Entries from a point annotation set
....................
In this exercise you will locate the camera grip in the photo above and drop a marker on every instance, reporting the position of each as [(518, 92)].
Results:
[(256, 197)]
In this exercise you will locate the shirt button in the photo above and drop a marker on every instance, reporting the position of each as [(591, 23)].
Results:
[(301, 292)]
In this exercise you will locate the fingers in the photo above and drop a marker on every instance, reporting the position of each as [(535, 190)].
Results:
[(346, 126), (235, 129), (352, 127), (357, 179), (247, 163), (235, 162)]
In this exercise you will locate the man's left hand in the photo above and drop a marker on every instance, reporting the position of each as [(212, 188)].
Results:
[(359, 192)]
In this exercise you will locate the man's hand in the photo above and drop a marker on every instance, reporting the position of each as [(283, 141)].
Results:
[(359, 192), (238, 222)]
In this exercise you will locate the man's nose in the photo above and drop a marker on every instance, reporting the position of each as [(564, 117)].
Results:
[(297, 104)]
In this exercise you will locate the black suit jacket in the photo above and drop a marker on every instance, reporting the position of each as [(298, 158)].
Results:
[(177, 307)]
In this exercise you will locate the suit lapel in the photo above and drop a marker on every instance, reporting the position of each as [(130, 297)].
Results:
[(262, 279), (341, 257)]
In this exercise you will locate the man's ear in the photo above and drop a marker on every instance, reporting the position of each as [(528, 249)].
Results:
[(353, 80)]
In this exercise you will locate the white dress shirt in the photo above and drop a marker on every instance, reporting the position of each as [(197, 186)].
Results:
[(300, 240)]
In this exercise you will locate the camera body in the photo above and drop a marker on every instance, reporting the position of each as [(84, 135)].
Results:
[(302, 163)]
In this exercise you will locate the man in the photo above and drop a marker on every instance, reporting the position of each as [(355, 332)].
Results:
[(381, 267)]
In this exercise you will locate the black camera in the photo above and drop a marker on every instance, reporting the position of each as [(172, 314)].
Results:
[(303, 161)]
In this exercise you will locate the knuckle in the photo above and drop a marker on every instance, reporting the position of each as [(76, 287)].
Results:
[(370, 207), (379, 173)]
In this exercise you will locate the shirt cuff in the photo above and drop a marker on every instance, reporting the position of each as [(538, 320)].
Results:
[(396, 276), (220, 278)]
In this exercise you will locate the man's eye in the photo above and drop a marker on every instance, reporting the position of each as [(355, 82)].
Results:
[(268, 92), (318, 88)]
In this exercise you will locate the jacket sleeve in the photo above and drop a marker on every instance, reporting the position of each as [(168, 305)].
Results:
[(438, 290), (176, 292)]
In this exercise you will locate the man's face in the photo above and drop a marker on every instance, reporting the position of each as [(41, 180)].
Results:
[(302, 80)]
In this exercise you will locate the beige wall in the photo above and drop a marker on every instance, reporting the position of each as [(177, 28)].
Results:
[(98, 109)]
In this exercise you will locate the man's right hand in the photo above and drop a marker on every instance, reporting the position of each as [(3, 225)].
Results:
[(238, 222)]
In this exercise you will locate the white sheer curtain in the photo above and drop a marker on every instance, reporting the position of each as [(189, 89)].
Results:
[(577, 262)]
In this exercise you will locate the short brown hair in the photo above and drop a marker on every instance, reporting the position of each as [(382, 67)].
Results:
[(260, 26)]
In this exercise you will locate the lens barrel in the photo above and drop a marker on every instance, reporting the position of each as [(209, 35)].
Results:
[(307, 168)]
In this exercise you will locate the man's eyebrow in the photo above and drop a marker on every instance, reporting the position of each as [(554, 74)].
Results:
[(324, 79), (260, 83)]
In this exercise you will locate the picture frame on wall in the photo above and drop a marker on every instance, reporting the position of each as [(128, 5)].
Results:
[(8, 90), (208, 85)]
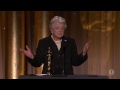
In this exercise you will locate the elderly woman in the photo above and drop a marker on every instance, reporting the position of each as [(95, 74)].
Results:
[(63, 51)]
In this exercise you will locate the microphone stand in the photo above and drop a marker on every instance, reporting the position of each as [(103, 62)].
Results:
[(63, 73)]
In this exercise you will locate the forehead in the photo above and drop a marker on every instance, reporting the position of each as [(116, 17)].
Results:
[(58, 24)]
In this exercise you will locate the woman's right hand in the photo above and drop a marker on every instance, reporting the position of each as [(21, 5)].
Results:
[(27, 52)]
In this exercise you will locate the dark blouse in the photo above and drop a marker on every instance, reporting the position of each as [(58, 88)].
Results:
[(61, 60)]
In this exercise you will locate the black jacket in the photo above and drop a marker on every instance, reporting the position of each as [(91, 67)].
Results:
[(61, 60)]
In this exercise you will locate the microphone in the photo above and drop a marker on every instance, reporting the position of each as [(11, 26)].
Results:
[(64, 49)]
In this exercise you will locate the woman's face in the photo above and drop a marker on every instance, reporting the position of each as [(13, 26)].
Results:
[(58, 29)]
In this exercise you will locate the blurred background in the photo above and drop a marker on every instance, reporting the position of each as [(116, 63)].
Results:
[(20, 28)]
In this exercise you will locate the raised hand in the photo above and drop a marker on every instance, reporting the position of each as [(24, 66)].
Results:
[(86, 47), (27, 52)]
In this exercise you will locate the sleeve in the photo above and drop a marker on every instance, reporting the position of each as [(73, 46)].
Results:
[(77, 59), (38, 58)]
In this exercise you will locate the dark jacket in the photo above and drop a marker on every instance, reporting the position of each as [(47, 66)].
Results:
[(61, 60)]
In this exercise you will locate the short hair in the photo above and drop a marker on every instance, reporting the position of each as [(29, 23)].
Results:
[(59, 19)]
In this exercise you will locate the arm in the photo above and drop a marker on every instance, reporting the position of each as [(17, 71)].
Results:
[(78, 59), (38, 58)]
....................
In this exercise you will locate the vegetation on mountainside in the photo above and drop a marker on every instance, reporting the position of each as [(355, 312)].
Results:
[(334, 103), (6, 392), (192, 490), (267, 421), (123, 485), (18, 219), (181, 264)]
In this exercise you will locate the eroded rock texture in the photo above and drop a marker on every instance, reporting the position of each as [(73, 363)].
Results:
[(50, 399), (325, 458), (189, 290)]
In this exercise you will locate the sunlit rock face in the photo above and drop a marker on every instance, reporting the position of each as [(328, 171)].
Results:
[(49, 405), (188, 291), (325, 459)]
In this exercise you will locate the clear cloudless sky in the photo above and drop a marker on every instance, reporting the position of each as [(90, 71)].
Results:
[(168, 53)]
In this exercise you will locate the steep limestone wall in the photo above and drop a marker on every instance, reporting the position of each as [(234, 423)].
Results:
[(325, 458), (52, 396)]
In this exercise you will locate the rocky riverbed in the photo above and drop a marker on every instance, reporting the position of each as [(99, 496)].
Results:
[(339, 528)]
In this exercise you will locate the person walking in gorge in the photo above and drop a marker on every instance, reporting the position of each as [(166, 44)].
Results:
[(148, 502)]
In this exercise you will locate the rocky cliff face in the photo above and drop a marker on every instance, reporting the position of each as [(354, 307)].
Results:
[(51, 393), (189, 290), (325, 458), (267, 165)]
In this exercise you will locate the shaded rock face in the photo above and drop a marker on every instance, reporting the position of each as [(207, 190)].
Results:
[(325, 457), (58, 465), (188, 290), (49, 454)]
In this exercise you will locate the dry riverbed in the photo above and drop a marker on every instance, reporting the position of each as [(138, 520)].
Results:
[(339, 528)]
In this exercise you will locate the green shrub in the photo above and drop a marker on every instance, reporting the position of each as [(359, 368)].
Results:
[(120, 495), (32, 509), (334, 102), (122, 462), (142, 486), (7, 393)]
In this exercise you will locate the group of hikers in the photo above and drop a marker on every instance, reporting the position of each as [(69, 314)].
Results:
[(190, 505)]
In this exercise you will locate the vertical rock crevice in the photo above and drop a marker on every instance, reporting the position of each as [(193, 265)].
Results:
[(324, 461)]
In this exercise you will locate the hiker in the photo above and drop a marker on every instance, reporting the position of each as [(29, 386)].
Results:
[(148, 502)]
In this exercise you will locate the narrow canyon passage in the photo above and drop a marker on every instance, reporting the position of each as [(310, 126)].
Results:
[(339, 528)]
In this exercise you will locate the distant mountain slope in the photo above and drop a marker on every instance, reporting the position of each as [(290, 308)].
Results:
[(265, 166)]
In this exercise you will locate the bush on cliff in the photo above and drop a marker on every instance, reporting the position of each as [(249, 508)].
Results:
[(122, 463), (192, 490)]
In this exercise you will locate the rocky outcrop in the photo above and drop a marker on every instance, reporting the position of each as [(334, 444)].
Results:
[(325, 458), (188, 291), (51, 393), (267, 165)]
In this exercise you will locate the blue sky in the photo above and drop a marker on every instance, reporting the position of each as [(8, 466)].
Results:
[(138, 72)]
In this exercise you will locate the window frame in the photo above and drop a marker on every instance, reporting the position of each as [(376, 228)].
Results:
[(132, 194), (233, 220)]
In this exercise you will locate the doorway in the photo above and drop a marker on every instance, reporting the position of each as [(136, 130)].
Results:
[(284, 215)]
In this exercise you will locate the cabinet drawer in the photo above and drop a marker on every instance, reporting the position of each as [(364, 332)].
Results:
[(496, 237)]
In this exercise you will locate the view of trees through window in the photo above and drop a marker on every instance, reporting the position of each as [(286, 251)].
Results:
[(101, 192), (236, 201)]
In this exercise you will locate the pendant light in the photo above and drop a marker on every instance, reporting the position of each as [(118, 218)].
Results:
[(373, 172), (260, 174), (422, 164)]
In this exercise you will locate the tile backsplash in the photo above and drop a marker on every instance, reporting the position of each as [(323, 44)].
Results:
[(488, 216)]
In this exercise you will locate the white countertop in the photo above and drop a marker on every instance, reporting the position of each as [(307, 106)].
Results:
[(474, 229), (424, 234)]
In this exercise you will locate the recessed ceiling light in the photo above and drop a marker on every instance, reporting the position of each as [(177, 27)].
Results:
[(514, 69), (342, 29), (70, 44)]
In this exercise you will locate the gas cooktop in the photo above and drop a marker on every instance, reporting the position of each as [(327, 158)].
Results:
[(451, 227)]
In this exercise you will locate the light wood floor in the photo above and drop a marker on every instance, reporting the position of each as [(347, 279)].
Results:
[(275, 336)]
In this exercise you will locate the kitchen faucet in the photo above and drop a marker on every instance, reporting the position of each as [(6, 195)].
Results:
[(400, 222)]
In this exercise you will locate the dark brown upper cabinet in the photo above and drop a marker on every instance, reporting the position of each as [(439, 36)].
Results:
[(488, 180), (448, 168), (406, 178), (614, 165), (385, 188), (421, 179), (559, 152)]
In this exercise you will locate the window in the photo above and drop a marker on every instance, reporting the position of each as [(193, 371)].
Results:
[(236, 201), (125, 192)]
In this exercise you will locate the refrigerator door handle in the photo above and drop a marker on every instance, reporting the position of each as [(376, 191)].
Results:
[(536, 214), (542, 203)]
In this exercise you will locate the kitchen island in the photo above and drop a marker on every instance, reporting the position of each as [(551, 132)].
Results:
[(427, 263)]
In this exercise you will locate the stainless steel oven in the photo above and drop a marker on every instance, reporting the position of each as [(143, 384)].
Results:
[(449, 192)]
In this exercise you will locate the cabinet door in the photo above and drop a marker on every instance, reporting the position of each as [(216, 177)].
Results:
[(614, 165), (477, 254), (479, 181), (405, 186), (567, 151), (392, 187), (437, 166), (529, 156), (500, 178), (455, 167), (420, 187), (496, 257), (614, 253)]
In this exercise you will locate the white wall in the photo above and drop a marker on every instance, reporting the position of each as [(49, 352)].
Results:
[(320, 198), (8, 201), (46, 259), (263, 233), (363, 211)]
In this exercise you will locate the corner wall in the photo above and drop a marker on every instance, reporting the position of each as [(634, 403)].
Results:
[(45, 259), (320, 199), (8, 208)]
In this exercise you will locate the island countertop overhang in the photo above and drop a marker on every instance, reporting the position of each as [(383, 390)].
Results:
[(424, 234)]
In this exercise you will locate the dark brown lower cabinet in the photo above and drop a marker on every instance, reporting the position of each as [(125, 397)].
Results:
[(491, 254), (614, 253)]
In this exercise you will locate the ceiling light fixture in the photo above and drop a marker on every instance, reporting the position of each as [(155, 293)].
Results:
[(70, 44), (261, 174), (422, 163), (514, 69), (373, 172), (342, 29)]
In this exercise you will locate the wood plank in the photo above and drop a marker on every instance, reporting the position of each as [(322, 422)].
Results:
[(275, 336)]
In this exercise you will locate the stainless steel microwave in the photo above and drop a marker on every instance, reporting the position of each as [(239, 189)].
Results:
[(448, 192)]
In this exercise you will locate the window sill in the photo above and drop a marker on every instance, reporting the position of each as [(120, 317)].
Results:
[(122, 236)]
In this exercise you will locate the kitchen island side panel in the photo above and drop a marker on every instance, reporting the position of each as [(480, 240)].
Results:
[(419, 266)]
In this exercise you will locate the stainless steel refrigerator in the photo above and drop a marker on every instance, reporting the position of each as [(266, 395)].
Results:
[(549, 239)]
....................
- OBJECTIVE
Format the lines above as a Markdown table with the columns "Row" and "Line", starting at the line containing "In this exercise you will locate the distant" and ending at the line containing "[(122, 463), (192, 490)]", with both of those lines included. Number each row and leave out any blank lines.

- RESPONSE
| Row | Line |
|---|---|
| 1 | In this exercise you will locate the distant mountain slope in the photo above and drop a marker on every instance, reporting the position of each as [(290, 308)]. |
| 2 | Results: |
| 3 | [(265, 166)] |
| 4 | In this exercise you will locate the bush on cliff in the photo above and drop a marker on every instance, reporting the position of each as [(249, 508)]. |
| 5 | Results: |
| 6 | [(122, 463), (192, 490)] |